* _Written problem_: Pull each line from the listing below and reproduce it verbatim.
##### Input data #####
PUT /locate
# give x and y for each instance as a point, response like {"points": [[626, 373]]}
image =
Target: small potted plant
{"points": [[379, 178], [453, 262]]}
#####
* _Finished answer_:
PUT /locate
# give x and y for each instance as a point, response like {"points": [[626, 373]]}
image =
Target: small potted plant
{"points": [[379, 178], [453, 262]]}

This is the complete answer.